## BLOK TEKS
---*---

Kesejahteraan Karyawan Bukan Sejahtera Strata Dua – Modal dasar pembangunan nasional adalah sumber daya manusia yang berkualitas dan memiliki keahlian. Menjadi sumber daya manusia berkualitas tentunya tidak bisa didapat dan dibentuk dengan mudah. Seseorang harus berupaya membekali diri dengan skill yang didapat dari lembaga formal, sekolah, maupun lingkungan sekitar. Hal yang sama berlaku dalam sebuah perusahaan, di mana tingkat kesejahteraan karyawan berpengaruh terhadap performa kerja mereka.
Dengan keahlian yang dimiliki, seseorang akan merasa perlu melakukan totalitas dalam bekerja. Seseorang akan merasa bertanggung jawab memajukan perusahaan yang menaunginya dan mencukupi kebutuhan hidupnya. Namun, hal itu tampaknya hanya sebuah mimpi. Faktanya, kesejahteraan karyawan masih berada di strata kedua.
Saya Bos, Anda Jongos
Mayoritas pengusaha atau pemilik perusahaan akan berpikir bahwa karyawan hanyalah bawahan yang bebas diperlakukan dan disuruh melakukan hal-hal yang diarahkan telunjuknya. Karyawan dituntut harus selalu patuh dan tunduk terhadap aturan main perusahaan. Beberapa pengusaha hanya memperlakukan karyawan seenaknya.
Kadang, beberapa pengusaha tidak menganggap karyawan sebagai rekan kerja maupun aset perusahaan yang sangat berharga. Banyak pula pengusaha yang tidak sedikit pun memberikan peluang bagi karyawan untuk lebih maju, baik dalam hal pengetahuan, jaringan, maupun finansial atau pengasilan berupa uang.
Beberapa pengusaha kadang tidak pernah memikirkan hak-hak yang semestinya diperoleh para karyawan. Baginya, yang terpenting adalah soal keuntungan perusahaan untuk memperkaya diri sendiri sekaya-kayanya. Hak-hak karyawan dikesampingkan. Bahkan, direndahkan oleh seseorang yang mengklaim dirinya sebagai seorang pemimpin.
Fenomena seperti itu bukanlah hal yang patut ditutup-tutupi. Sekarang, terdapat banyak perusahaan yang tidak memikirkan tentang kepentingan tiap karyawannya. Padahal, karyawanlah yang membuat perusahaan berhasil. Perusahaan tidak akan mampu meraih keuntungan tanpa kontribusi dari para karyawannya. Tanpa karyawan pula, tidak mungkin sang pengusaha disebut bos.

---*---

## DAFTAR ENTRI
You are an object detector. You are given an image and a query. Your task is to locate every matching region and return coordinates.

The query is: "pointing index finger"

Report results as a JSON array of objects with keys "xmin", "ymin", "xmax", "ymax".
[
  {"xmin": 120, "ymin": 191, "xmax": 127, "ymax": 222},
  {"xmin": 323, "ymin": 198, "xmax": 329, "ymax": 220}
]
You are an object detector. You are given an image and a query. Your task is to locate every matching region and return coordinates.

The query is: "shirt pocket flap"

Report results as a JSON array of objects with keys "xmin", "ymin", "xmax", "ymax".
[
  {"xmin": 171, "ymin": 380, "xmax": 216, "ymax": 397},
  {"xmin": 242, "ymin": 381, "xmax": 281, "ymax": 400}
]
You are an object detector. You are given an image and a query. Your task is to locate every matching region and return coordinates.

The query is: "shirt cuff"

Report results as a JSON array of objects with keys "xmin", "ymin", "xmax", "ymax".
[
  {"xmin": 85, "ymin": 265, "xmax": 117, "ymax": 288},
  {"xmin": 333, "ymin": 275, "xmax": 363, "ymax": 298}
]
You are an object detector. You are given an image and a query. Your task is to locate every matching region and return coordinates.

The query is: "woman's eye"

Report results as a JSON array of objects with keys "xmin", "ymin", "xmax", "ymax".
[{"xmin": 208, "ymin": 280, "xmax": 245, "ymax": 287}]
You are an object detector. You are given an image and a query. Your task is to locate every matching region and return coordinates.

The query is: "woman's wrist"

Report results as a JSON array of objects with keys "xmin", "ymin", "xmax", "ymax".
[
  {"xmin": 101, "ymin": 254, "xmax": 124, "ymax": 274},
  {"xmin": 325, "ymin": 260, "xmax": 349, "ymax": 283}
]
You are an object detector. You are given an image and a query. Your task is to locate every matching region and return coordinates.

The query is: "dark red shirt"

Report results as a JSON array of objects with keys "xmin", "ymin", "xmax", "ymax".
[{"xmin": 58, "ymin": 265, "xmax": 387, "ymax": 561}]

---*---

## LANGKAH KERJA
• 1. Menurut blok teks, apa yang menjadi modal dasar pembangunan nasional?
• 2. Sebutkan semua tempat asal skill yang disebut dalam blok teks.
• 3. Perbarui bagian blok teks yang dimulai dengan "Dengan keahlian yang" dan berlanjut hingga "memperlakukan karyawan seenaknya.", dengan mengganti setiap "pengusaha" menjadi "majikan".
Entri-entri tersebut tidak diperlukan untuk pengerjaan.

## KUMPULAN JAWABAN
• 1. Sumber daya manusia yang berkualitas dan memiliki keahlian.

• 2. Lembaga formal, sekolah, dan lingkungan sekitar.

• 3.
Dengan keahlian yang dimiliki, seseorang akan merasa perlu melakukan totalitas dalam bekerja. Seseorang akan merasa bertanggung jawab memajukan perusahaan yang menaunginya dan mencukupi kebutuhan hidupnya. Namun, hal itu tampaknya hanya sebuah mimpi. Faktanya, kesejahteraan karyawan masih berada di strata kedua.
Saya Bos, Anda Jongos
Mayoritas majikan atau pemilik perusahaan akan berpikir bahwa karyawan hanyalah bawahan yang bebas diperlakukan dan disuruh melakukan hal-hal yang diarahkan telunjuknya. Karyawan dituntut harus selalu patuh dan tunduk terhadap aturan main perusahaan. Beberapa majikan hanya memperlakukan karyawan seenaknya.